* **Textauszug**
━━━━━━━━━━

Der ÖAMTC stellt postwendend eine katastrophale Rechnung auf: "Jedes Jahr, in dem der Lobau-Tunnel später fertiggestellt wird, entstehen auf der überlasteten Südosttangente über 500 Millionen Euro an vermeidbaren Staukosten. Zusätzlich werden beinahe 75.000 Tonnen an Treibhausgasen freigesetzt - mehr als eineinhalbmal so viel, wie der gesamte Inlandsflugverkehr pro Jahr produziert. Eine Verschiebung oder gar Verhinderung des Lobautunnels spart keine CO2-Emissionen und Kosten ein, sondern sorgt für eine höhere Belastung bei Umwelt und Betroffenen", erklärt Bernhard Wiesinger, Leiter der ÖAMTC-Interessenvertretung. Grund dafür seien Überlastungsstaus auf der Südosttangente, die nach Bau des Lobautunnels der Vergangenheit angehören würden.
Dem widerspricht Umweltaktivist Wolfgang Rehm. Die Erwartungshaltung, dass der Stau auf der A23 durch die Lobauautobahn weniger werde, sei ebenso ein "Denkfehler" wie die Meinung, dass nur Stau Emissionen verursache, so der Sprecher der Öko-Organisation Virus.
Auch Einwände der Länder Wien und Niederösterreich wischt Rehm vom Tisch. Weder seien naturschutzrechtliches und wasserrechtliches Verfahren zum Lobautunnel abgeschlossen, wie Wiens Bürgermeister Ludwig behauptet hatte, noch handle es sich – wie NÖ-Landesrat Schieritzko insinuiert hätte – beim Eintrag im Verzeichnis des Bundesstraßengesetzes um einen Auftrag, aus dem sich eine Umsetzungsfrist oder ein "Anspruch auf eine dreistellige Millioneninvestition" ergebe.
Die zuständige Umwelt- und Verkehrsministerin Leonore Gewessler bekräftigte indes in der "ZiB2" die Absicht, die offenen Straßenprojekte einem neuerlichen Check zu unterziehen – und dabei könne es auch sein, dass man vor dreißig Jahren getroffene Entscheidungen aus heutiger Sicht als nicht mehr vernünftig erachte. Sprich: Möglich, dass doch nicht gebaut wird. Der Frage, ob sie ernsthaft glaube, dass Koalitionspartner ÖVP da mitziehe, wich sie mit Verweis auf das Regierungsprogramm aus.
Was der Ministerin seitens des FPÖ-Abgeordneten Christian Hafenecker einen markigen Rüffel eintrug: Gewessler sei die "Totengräberin der Verkehrspolitik". Die infrage gestellten Verkehrsprojekte seien für die jeweiligen Regionen und für den Standort Österreich im Allgemeinen unerlässlich, stellte der Mandatar fest.

━━━━━━━━━━

* **Datensätze**
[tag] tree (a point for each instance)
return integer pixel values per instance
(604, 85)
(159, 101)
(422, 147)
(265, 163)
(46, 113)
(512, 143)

━━━━━━━━━━

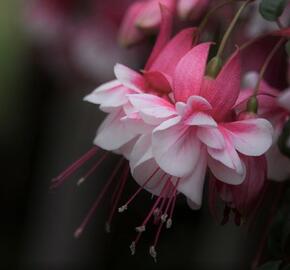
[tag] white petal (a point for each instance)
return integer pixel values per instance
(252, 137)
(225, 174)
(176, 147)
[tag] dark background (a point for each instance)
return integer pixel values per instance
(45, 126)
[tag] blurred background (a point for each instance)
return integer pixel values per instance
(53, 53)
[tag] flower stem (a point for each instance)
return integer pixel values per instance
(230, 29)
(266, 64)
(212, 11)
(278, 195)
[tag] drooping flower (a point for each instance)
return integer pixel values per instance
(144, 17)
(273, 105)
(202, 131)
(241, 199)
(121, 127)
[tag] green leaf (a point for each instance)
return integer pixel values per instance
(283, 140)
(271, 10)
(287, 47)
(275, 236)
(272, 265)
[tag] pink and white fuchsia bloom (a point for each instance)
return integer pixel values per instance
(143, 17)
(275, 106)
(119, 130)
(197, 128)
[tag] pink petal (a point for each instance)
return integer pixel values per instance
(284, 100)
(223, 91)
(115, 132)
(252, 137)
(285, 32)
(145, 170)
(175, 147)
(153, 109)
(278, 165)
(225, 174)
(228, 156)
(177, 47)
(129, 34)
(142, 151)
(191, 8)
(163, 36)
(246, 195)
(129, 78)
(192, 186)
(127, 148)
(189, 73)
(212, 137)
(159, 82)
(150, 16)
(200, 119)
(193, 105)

━━━━━━━━━━

Geben Sie aus dem Text über den Lobau-Tunnel alles von „Dem widerspricht Umweltaktivist“ bis hinunter zu „der Öko-Organisation Virus.“ wortgetreu aus.

Dem widerspricht Umweltaktivist Wolfgang Rehm. Die Erwartungshaltung, dass der Stau auf der A23 durch die Lobauautobahn weniger werde, sei ebenso ein "Denkfehler" wie die Meinung, dass nur Stau Emissionen verursache, so der Sprecher der Öko-Organisation Virus.